● **WHAT YOU HAVE TO DO**
Render the material below as a JSON list of strings, with one string per line and any blank lines left out.
=====
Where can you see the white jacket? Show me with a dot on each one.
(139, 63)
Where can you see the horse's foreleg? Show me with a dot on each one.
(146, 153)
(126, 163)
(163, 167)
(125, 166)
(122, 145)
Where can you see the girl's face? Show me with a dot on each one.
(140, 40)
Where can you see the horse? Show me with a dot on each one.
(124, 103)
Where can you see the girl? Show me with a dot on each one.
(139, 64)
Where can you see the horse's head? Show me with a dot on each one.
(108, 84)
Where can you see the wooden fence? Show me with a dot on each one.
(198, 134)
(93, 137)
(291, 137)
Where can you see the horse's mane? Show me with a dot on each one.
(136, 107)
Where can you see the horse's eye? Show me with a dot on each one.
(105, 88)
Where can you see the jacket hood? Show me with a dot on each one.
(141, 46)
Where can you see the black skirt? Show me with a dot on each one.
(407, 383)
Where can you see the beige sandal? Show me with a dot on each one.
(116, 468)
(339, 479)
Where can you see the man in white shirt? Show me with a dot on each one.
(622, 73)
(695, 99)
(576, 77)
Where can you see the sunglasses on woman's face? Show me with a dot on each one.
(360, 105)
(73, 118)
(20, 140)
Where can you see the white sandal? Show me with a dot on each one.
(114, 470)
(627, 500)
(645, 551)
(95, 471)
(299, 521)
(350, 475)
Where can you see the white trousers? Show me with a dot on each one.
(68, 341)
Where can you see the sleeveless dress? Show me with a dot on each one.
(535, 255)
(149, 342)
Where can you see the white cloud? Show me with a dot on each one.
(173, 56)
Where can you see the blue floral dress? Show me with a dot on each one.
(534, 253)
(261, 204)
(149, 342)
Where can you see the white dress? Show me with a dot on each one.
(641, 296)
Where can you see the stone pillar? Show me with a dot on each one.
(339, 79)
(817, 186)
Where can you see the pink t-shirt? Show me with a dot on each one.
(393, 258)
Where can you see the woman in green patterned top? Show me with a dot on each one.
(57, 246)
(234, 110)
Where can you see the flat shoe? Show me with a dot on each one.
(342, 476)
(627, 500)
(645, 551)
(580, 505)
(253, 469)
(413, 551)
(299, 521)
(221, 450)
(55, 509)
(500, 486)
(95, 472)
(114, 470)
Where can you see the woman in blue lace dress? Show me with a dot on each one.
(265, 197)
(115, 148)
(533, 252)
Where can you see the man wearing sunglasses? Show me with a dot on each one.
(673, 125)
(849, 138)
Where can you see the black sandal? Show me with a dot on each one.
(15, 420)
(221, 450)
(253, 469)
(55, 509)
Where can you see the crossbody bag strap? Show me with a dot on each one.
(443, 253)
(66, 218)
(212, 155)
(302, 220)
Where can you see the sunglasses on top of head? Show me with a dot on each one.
=====
● **TASK OUTPUT**
[
  "Where can you see the white jacket? Show me with a dot on each one.",
  "(139, 63)",
  "Where can you see the horse's foreleg? Show me with a dot on each one.",
  "(146, 153)",
  "(126, 163)",
  "(163, 167)",
  "(125, 166)",
  "(122, 145)",
  "Where can you see the girl's face? Show me with a dot on each one.",
  "(140, 40)",
  "Where can you see the horse? Show me with a dot on each one.",
  "(124, 103)",
  "Where can you see the girl? Show me with a dot on each one.",
  "(139, 64)",
  "Where can you see the horse's head? Show me with a dot on each one.",
  "(108, 84)",
  "Where can you see the wooden fence? Show me with a dot on each one.",
  "(198, 134)",
  "(93, 137)",
  "(291, 137)",
  "Where can you see the horse's mane? Show me with a dot on each one.",
  "(136, 107)",
  "Where can you see the horse's eye? Show me with a dot on each one.",
  "(105, 88)",
  "Where can you see the jacket hood? Show me with a dot on each one.",
  "(141, 46)",
  "Where can you see the black skirt? Show me with a dot on each one.",
  "(407, 383)",
  "Where can you see the beige sandal? Show me with a dot on each one.",
  "(116, 468)",
  "(339, 479)",
  "Where can you see the man in white shirt? Show me with a dot on each one.",
  "(622, 73)",
  "(695, 99)",
  "(576, 77)",
  "Where can you see the sunglasses on woman's face? Show me with a dot on each one.",
  "(360, 105)",
  "(73, 118)",
  "(20, 140)",
  "Where can you see the white sandal? Show me with a dot on each one.",
  "(114, 470)",
  "(627, 500)",
  "(645, 551)",
  "(95, 471)",
  "(299, 521)",
  "(350, 475)",
  "Where can you see the white trousers? Show me with a dot on each one.",
  "(68, 341)",
  "Where can you see the sleeveless dress? Show me with a dot on each one.",
  "(535, 255)",
  "(149, 342)",
  "Where can you see the white cloud? Show me with a dot on each one.",
  "(173, 56)",
  "Where can you see the blue floral dress? Show me with a dot on each one.",
  "(534, 253)",
  "(261, 204)",
  "(149, 342)",
  "Where can you see the white dress? Show me with a dot on each one.",
  "(641, 296)",
  "Where can you see the stone pillar? Show me with a dot on each one.",
  "(339, 79)",
  "(817, 186)",
  "Where can you see the pink t-shirt? Show me with a dot on each one.",
  "(393, 258)",
  "Where can you see the woman in green patterned top? Show me with a dot on each one.",
  "(57, 246)",
  "(234, 110)",
  "Where can you see the flat shoe? Show me with a dot on each one.",
  "(342, 476)",
  "(627, 500)",
  "(645, 551)",
  "(580, 505)",
  "(253, 469)",
  "(413, 551)",
  "(299, 521)",
  "(221, 450)",
  "(55, 509)",
  "(500, 486)",
  "(95, 472)",
  "(114, 470)",
  "Where can you see the woman in blue lace dress? Show me with a dot on each one.",
  "(265, 197)",
  "(115, 148)",
  "(533, 252)",
  "Where can you see the man wearing sunglasses? Show me with a dot on each one.",
  "(673, 125)",
  "(849, 138)",
  "Where can you see the black sandal? Show me with a dot on each one.",
  "(15, 420)",
  "(221, 450)",
  "(253, 469)",
  "(55, 509)",
  "Where can you see the crossbody bag strap? Show me with a dot on each one.",
  "(443, 253)",
  "(66, 218)",
  "(212, 155)",
  "(302, 220)",
  "Where can you see the sunglasses on top of head? Show me with a dot on each one."
]